▶ _Extracted text_:
The Program seeks a diverse cohort of approximately 15-20 learners. Cohort members are encouraged to conduct their doctoral work, including dissertation, within a group support and learning model. The Program is designed for people working in community colleges. Its unique delivery system integrates academic study with practice and gives students the benefits of collaborative resources without interrupting their personal responsibilities and employment obligations.

Terminal Programmatic Outcomes

The coherence of the Community College Leadership doctoral program mission and programmatic outcomes with those of National-Louis University and the College of Arts and Science is preserved.

Assessing programmatic effectiveness and learning outcomes and using the generated data and information allow for continuous quality improvement. Evidence is provided via an annual systematic programmatic evaluation process that articulates both expected student outcomes, and a comprehensive program of analysis directed at measuring programmatic effectiveness. Some of the steps include a feedback loop where information and data gained from assessment are utilized to improve teaching, the curriculum, the outcome objectives, and other program areas. Later, another component will be added to measure student’s success as self-reported by the CCL doctoral graduates.

Upon successfully completing the Community College Leadership Doctoral program, students are expected to have acquired specific skills, abilities, qualities, and characteristics.

▶ _Record excerpts_:
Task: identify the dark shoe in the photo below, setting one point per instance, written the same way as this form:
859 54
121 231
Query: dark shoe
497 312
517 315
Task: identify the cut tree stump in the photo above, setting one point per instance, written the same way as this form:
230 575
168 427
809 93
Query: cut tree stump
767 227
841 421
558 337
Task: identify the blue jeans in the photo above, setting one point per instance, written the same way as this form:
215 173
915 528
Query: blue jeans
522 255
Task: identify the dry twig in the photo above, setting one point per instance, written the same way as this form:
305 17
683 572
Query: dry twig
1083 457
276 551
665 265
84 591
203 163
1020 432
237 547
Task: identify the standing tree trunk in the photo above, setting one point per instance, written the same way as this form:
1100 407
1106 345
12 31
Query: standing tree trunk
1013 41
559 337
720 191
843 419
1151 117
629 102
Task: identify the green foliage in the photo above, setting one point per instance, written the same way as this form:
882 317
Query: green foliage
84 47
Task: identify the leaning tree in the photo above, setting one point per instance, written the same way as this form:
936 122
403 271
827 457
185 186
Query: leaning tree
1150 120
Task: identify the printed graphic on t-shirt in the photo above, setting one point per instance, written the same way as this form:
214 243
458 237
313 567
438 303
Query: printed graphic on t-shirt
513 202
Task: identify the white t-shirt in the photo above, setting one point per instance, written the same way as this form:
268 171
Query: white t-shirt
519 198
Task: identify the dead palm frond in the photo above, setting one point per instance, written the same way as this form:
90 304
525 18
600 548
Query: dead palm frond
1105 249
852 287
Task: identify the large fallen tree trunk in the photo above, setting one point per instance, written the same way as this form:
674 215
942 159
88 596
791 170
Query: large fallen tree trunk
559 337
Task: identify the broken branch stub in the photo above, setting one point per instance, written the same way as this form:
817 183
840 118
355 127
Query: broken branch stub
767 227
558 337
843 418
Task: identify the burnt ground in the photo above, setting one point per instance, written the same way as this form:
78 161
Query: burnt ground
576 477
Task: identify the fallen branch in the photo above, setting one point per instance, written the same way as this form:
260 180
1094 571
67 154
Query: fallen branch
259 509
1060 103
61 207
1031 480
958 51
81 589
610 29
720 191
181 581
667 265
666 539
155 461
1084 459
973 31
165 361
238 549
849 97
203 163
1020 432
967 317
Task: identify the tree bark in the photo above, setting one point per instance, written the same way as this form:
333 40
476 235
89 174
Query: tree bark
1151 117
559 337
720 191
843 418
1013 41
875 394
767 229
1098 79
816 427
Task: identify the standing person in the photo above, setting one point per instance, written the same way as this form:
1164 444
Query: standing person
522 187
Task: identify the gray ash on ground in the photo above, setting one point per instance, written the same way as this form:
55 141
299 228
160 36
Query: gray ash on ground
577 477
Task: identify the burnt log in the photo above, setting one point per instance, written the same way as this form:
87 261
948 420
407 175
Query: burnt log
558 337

▶ _Prompt_: Pick up the passage on the Community College Leadership doctoral program after its final sentence and continue it.

▶ _The output_:
Expected outcomes for graduating CCL students include:

  • Utilize theories and skills from social, behavioral, organizational and management sciences which can be used to facilitate essential operations in the community college setting
  • Demonstrate mastery of research skills through professional presentations, scholarly writing and successful completion of a quality dissertation
  • Foster the effective use of multiple types of technology in the community college environment
  • Understand the complex interrelationships among the diverse stakeholders residing in the community college milieu
  • Demonstrate an understanding of leadership and administration as process for innovation, change, and transformation in community colleges
  • Transmit high ideals of cultural plurality, principles of multicultural education, and learn how to maximize the learning potential of those using a variety of educational opportunities provided by community colleges
  • Demonstrate an understanding of the convergence of globalization on the community college education system and an appreciation of diversity
  • Discuss contemporary educational thought on themes such as achievement, assessment, accountability, and evaluation related to programs and the community college institution as a whole
  • Demonstrate knowledge of federal, state, and local laws and policies as they affect the complexity of decision making in the community college
  • Analyze funding resources for community colleges, utilize the latest techniques in budget development, and evaluate the parity funding of education in the community college system.
American Association of Community Colleges (AACC)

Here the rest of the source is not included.